Your objective:
Verbatim copy, images excluded: write out each record shown below.

======== Dataset records ========

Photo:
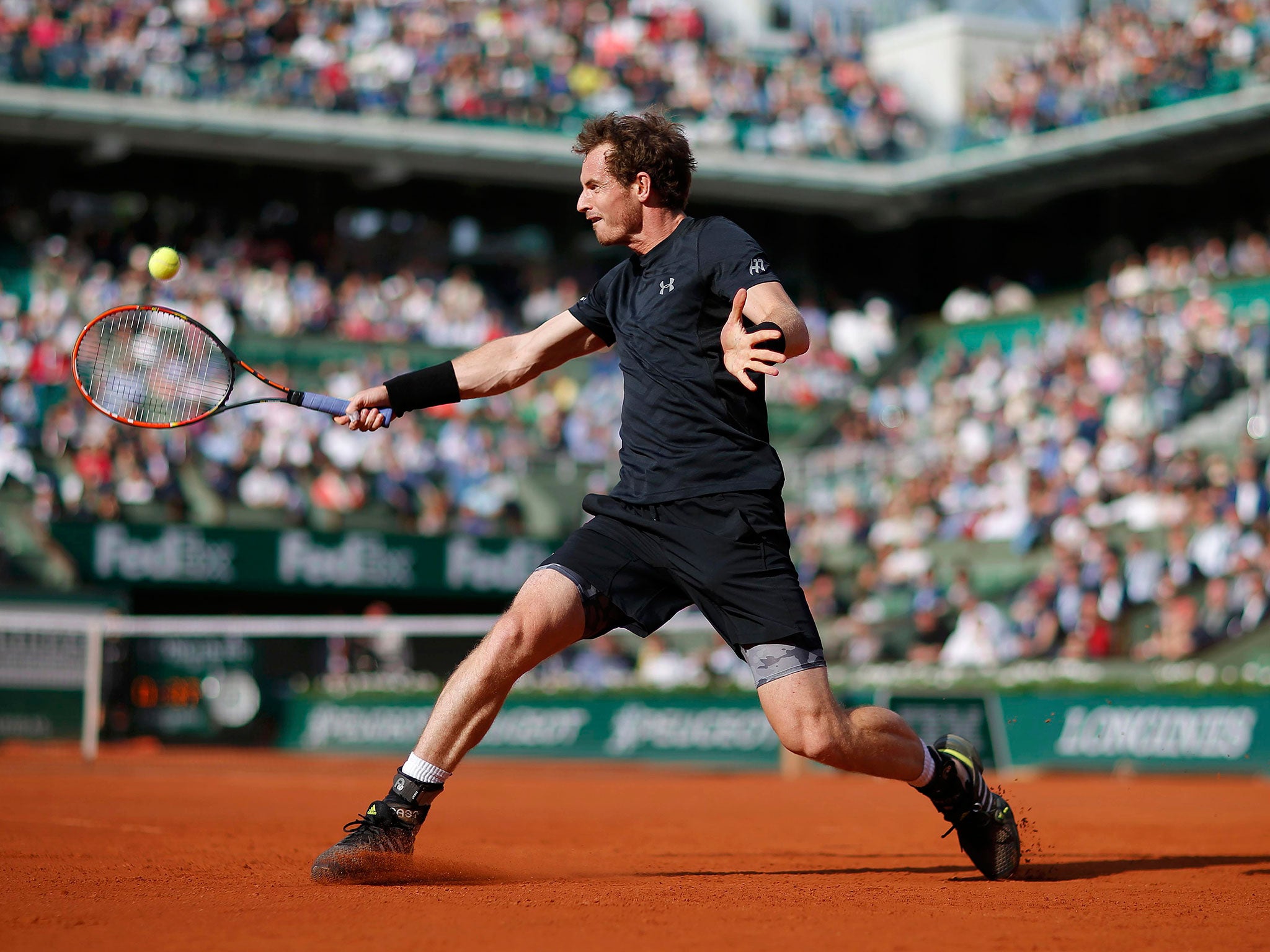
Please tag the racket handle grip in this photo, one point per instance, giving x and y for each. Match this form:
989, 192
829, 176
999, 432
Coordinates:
332, 405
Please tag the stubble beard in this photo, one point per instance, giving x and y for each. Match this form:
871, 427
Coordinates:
620, 227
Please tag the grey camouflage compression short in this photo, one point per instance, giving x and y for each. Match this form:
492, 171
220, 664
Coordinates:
766, 662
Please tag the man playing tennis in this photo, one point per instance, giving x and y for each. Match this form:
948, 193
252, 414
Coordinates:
696, 517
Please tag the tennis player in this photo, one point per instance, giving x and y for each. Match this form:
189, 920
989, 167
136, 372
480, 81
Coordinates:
699, 320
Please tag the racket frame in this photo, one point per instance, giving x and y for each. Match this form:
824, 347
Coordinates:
293, 397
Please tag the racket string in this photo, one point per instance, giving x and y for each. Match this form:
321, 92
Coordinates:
149, 366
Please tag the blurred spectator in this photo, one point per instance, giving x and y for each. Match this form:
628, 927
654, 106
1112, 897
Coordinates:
1122, 60
511, 63
981, 638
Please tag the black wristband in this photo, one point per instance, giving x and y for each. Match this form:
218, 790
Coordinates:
432, 386
776, 345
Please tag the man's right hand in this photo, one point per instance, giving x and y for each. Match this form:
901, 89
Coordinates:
363, 410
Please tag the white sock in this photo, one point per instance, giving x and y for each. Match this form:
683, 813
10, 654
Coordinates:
928, 769
422, 771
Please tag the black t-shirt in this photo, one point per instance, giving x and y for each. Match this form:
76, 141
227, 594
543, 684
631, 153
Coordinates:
689, 427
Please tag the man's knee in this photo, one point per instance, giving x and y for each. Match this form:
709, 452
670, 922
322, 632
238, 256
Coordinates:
812, 734
513, 640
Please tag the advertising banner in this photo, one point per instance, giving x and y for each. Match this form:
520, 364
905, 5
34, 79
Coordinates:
1219, 731
726, 729
299, 559
1228, 733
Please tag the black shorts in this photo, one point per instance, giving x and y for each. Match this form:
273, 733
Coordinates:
728, 553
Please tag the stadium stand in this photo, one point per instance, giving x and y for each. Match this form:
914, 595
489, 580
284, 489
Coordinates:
1013, 485
513, 63
1123, 60
548, 66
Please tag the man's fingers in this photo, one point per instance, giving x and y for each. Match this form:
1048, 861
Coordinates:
761, 353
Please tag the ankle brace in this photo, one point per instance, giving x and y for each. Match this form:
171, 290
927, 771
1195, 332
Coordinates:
408, 790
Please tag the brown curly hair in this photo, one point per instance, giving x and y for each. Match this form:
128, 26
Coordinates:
651, 144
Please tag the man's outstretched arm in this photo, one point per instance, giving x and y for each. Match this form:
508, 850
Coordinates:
492, 368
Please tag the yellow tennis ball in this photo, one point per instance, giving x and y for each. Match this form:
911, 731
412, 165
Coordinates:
164, 263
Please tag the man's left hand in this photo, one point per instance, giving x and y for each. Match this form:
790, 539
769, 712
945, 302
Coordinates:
741, 351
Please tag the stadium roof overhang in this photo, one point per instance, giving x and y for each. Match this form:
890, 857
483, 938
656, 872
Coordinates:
1173, 144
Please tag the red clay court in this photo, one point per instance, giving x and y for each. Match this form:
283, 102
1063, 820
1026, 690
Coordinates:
198, 850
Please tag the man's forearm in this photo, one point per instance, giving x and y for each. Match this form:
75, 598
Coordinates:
497, 367
492, 368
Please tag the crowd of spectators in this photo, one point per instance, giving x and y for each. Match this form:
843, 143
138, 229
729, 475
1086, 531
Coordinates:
540, 65
1064, 444
453, 470
1124, 59
1062, 447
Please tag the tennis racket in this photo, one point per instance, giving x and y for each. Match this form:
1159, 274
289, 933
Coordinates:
150, 366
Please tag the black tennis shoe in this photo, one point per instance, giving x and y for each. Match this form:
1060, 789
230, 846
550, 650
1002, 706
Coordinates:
379, 843
984, 821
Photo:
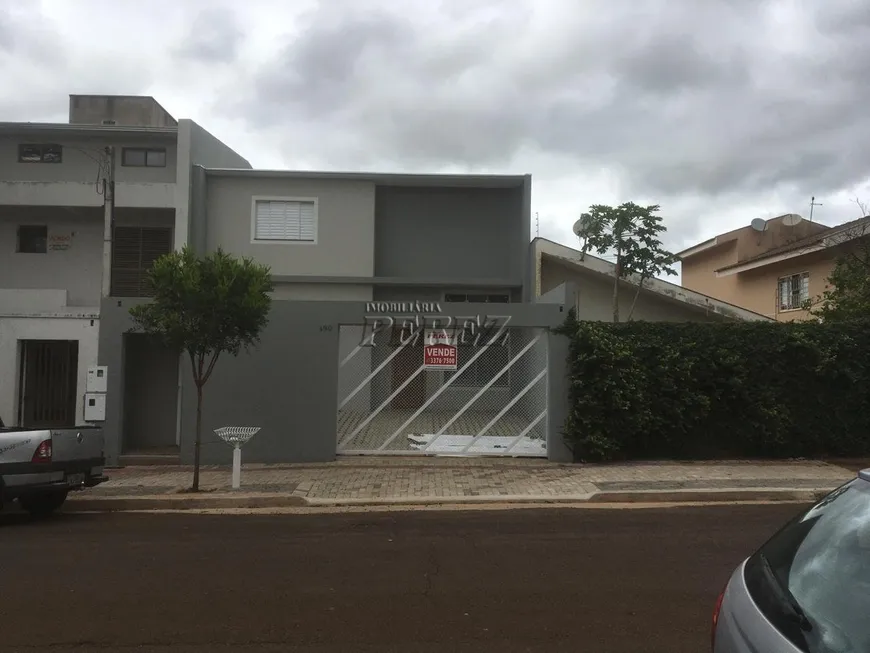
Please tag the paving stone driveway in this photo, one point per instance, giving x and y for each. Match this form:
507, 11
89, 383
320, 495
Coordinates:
408, 478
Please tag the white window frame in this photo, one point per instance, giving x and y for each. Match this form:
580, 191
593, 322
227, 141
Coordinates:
788, 277
504, 381
275, 198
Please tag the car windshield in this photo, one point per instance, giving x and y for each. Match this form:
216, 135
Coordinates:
812, 579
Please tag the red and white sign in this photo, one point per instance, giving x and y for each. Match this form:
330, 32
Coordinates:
439, 350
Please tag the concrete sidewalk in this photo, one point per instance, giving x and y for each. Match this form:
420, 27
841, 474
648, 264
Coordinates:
428, 481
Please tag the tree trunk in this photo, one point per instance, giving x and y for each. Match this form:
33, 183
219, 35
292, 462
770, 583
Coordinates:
198, 439
634, 301
616, 290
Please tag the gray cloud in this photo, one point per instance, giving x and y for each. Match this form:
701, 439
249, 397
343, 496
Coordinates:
707, 99
720, 111
213, 37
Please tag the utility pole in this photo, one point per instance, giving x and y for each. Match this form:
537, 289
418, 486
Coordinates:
108, 219
813, 204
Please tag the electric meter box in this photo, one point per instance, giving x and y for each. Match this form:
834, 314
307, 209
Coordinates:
95, 407
97, 375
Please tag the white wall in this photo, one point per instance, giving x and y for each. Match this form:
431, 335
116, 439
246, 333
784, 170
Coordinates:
80, 160
13, 329
77, 270
72, 182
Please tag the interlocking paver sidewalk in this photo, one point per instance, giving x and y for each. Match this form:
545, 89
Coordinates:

========

Reply:
Photo:
Please tag the racket handle grip in this photo, one point per instance, giving x and y for each. Match this form:
989, 192
829, 176
999, 432
Coordinates:
332, 405
Please tag the stubble beard in this photo, one point per instance, giving x and y for each. Match this form:
871, 427
Coordinates:
620, 227
Please tag the grey camouflage compression short in this photo, one point per instance, giving x and y for each. Match this form:
492, 171
220, 664
Coordinates:
766, 662
Please tag the man playing tennis in this photo, one point per instance, giving x and y for each. Match this form:
948, 193
252, 414
Coordinates:
696, 517
Please tag the tennis player in this photo, one point per instance, giving x and y for each. Match this form:
189, 920
989, 167
136, 372
480, 81
Coordinates:
699, 320
Please tag the racket frame in this photo, one point per instance, giving x and y for each. Match this form:
824, 347
Coordinates:
293, 397
Please tag the racket string in this photo, one point per instance, giving x and y for each. Match this form:
321, 92
Coordinates:
149, 366
Please tag the blurred spectator in this photo, one point per instance, giving x and y for each. Match this form:
628, 927
654, 106
1112, 897
Coordinates:
1122, 60
511, 63
981, 638
Please tag the black wristband in this photo, one point per instance, giving x and y for each. Match this form:
218, 790
Coordinates:
432, 386
776, 345
Please tag the man's right hand in this photo, one point per instance, giving x and y for each. Match this form:
901, 89
Coordinates:
363, 410
Please tag the white sock in this photo, one point per instance, giving x and y for each. Match this form:
683, 813
10, 654
Coordinates:
928, 769
422, 771
Please tag the black t-shirt in this photo, one point per instance, giving x and y for each. Match this form:
76, 141
227, 594
543, 684
631, 153
Coordinates:
689, 427
Please tag the man's knee in this photo, one point per instance, giving x and y for each. Match this form:
709, 452
670, 922
322, 632
238, 256
Coordinates:
812, 734
513, 640
Please tag the advertising banner in this photo, one point per instance, giving x and y for each. Match this form:
520, 364
905, 5
34, 79
Coordinates:
1219, 731
726, 729
299, 559
1228, 733
Please tag the black shorts in this photo, one point per instance, giving x and y for each. Match this form:
273, 733
Coordinates:
728, 553
Please tag the stadium stand in this photo, one point per instance, giving x and y for each. Match this form:
914, 595
489, 580
284, 489
Coordinates:
1013, 485
513, 63
1123, 60
548, 66
Please tag the man's fingers in this photo, one point per instance, giving x and y for each. Match this form:
1048, 861
Coordinates:
761, 353
Please tag the ankle brace in this photo, one point per instance, giving x and y for each. Match this form:
171, 290
927, 771
1195, 332
Coordinates:
408, 790
Please tag the brown curly hair in this photo, one point per instance, giving x and y for each. Match this form:
128, 26
Coordinates:
651, 144
Please tag the man's outstretched arm in this photo, one point per instance, giving x and y for each. Match this form:
508, 850
Coordinates:
492, 368
Please tag the yellow tennis ball in this photo, one point per instance, giving x and y for each. Match this form:
911, 731
412, 165
Coordinates:
164, 263
Please tag the man's left hand in this photo, one point per instance, giving x and y for each. Match this form:
790, 539
769, 712
945, 302
Coordinates:
741, 351
Please tag the stadium roof overhang in this photo, one point per instance, giving x and y for each. Match this form:
890, 857
483, 938
656, 872
Coordinates:
1173, 144
Please tag the red clay court in this photo, one point per instance, giving x and y for each. Match this form:
283, 102
1063, 820
1026, 690
Coordinates:
198, 850
Please tag the man's forearm in this photo, one point per instance, giving x and y for each. Match this form:
75, 598
Coordinates:
497, 367
492, 368
Please tag the crowd of spectators in this photo, one point per instance, giving x and y for each. Match this form:
843, 143
138, 229
729, 475
1086, 531
Coordinates:
540, 65
1064, 444
453, 470
1124, 59
1062, 447
Please tag the tennis racket in this photo, one point per instance, giving x and y for each. Match this form:
1159, 274
289, 933
Coordinates:
150, 366
Please tag the black tennis shoe in this photo, one point per instance, giving x and y for each. Match this form:
1060, 789
230, 846
550, 650
1002, 706
Coordinates:
379, 843
984, 821
Photo:
Please tag the paving stone driveway in this photo, one point per instance, giving x and y for each. Match this form:
507, 11
89, 383
320, 495
Coordinates:
408, 478
Please tag the white window frame in this photo, one point per instance, giving x and y for each. Match this form:
580, 191
593, 322
227, 141
Coordinates:
788, 277
504, 381
275, 198
Please tag the car windshield in this photo, one point per instance, giving x and y for each. Match this form:
216, 135
Coordinates:
812, 579
Please tag the red and white sign in this photo, one point per instance, giving x and y for each. Match this form:
330, 32
Coordinates:
439, 350
Please tag the concrete sidewalk in this photo, one point per instance, giving x and y for each. Match this form:
420, 27
841, 474
648, 264
Coordinates:
428, 481
Please tag the tree trunk in this photo, one point per instance, giving x and y for each. Match this form:
33, 183
219, 35
292, 462
770, 583
Coordinates:
198, 439
634, 301
616, 290
Please tag the gray cloud in this photo, one point per instance, giving x and y for each. Match this form:
701, 439
249, 397
343, 496
Coordinates:
707, 99
720, 111
213, 37
Please tag the utility pole in this photo, one point per instance, giving x and y for each. Match this form:
537, 289
418, 486
Coordinates:
108, 219
813, 204
Please tag the electric meter box in this photo, one point per instance, giving x and y for each. Match this form:
834, 314
307, 209
Coordinates:
95, 407
97, 375
Please tag the white wall in this photo, one point per instance, giving x and y for each. Match this form:
431, 335
116, 439
246, 333
784, 170
Coordinates:
80, 160
13, 329
77, 270
72, 182
Please tag the interlocking paver sidewalk in this photo, one point per instance, giving x and y for each. Match this form:
545, 89
Coordinates:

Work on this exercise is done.